Exercise directions — Rewrite the data below with each occurrence of "Determine the location of" switched to "Identify the position of", keeping everything else unchanged.

++++++++++++++++++++

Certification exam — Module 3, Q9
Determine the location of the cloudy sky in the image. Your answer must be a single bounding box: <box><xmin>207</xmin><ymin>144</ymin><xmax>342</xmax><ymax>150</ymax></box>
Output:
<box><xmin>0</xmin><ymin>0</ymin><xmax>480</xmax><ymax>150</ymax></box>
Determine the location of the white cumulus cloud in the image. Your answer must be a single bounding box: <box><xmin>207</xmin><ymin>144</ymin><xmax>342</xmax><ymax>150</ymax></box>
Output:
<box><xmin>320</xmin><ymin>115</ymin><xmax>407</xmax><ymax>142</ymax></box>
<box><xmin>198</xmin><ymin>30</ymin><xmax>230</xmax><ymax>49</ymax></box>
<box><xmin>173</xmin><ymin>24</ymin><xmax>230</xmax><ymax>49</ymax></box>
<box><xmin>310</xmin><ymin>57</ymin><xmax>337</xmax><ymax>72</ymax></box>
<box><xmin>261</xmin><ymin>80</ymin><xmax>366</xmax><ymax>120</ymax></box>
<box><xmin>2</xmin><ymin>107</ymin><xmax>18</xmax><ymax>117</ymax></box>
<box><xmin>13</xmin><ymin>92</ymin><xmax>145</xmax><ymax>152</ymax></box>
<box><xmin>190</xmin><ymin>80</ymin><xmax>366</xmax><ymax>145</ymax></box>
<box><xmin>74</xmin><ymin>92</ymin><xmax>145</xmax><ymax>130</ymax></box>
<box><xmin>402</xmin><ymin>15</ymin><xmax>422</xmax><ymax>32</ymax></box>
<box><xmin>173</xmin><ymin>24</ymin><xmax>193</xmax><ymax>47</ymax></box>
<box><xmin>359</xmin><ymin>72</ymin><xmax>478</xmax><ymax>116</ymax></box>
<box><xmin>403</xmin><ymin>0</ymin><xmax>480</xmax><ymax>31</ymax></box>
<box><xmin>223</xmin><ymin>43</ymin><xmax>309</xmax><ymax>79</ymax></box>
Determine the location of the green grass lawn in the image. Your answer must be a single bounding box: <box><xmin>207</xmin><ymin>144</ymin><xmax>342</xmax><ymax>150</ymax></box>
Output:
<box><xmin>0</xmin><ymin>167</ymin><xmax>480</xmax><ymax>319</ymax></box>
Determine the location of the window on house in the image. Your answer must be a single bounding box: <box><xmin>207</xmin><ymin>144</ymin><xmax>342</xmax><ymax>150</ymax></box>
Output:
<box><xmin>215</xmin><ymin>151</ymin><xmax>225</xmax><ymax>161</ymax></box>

++++++++++++++++++++

Result of this task —
Certification exam — Module 3, Q9
Identify the position of the cloudy sky in the image. Your answer must be a single bounding box: <box><xmin>207</xmin><ymin>144</ymin><xmax>342</xmax><ymax>150</ymax></box>
Output:
<box><xmin>0</xmin><ymin>0</ymin><xmax>480</xmax><ymax>150</ymax></box>
Identify the position of the white cumulus cloud in the image. Your answer must be a single bounding box: <box><xmin>207</xmin><ymin>144</ymin><xmax>342</xmax><ymax>150</ymax></box>
Output:
<box><xmin>320</xmin><ymin>115</ymin><xmax>407</xmax><ymax>142</ymax></box>
<box><xmin>198</xmin><ymin>30</ymin><xmax>230</xmax><ymax>49</ymax></box>
<box><xmin>173</xmin><ymin>24</ymin><xmax>230</xmax><ymax>49</ymax></box>
<box><xmin>310</xmin><ymin>57</ymin><xmax>337</xmax><ymax>72</ymax></box>
<box><xmin>261</xmin><ymin>80</ymin><xmax>366</xmax><ymax>120</ymax></box>
<box><xmin>2</xmin><ymin>107</ymin><xmax>18</xmax><ymax>117</ymax></box>
<box><xmin>13</xmin><ymin>92</ymin><xmax>145</xmax><ymax>152</ymax></box>
<box><xmin>190</xmin><ymin>80</ymin><xmax>366</xmax><ymax>145</ymax></box>
<box><xmin>74</xmin><ymin>92</ymin><xmax>145</xmax><ymax>130</ymax></box>
<box><xmin>402</xmin><ymin>15</ymin><xmax>422</xmax><ymax>32</ymax></box>
<box><xmin>173</xmin><ymin>24</ymin><xmax>193</xmax><ymax>47</ymax></box>
<box><xmin>359</xmin><ymin>72</ymin><xmax>478</xmax><ymax>116</ymax></box>
<box><xmin>403</xmin><ymin>0</ymin><xmax>480</xmax><ymax>31</ymax></box>
<box><xmin>223</xmin><ymin>43</ymin><xmax>309</xmax><ymax>79</ymax></box>
Identify the position of the green grass lawn in the image. Your answer must be a single bounding box: <box><xmin>207</xmin><ymin>144</ymin><xmax>342</xmax><ymax>150</ymax></box>
Output:
<box><xmin>0</xmin><ymin>167</ymin><xmax>480</xmax><ymax>319</ymax></box>
Identify the position of the window on house in the image. Your answer must be a single bounding box: <box><xmin>207</xmin><ymin>144</ymin><xmax>342</xmax><ymax>150</ymax></box>
Output:
<box><xmin>215</xmin><ymin>151</ymin><xmax>225</xmax><ymax>161</ymax></box>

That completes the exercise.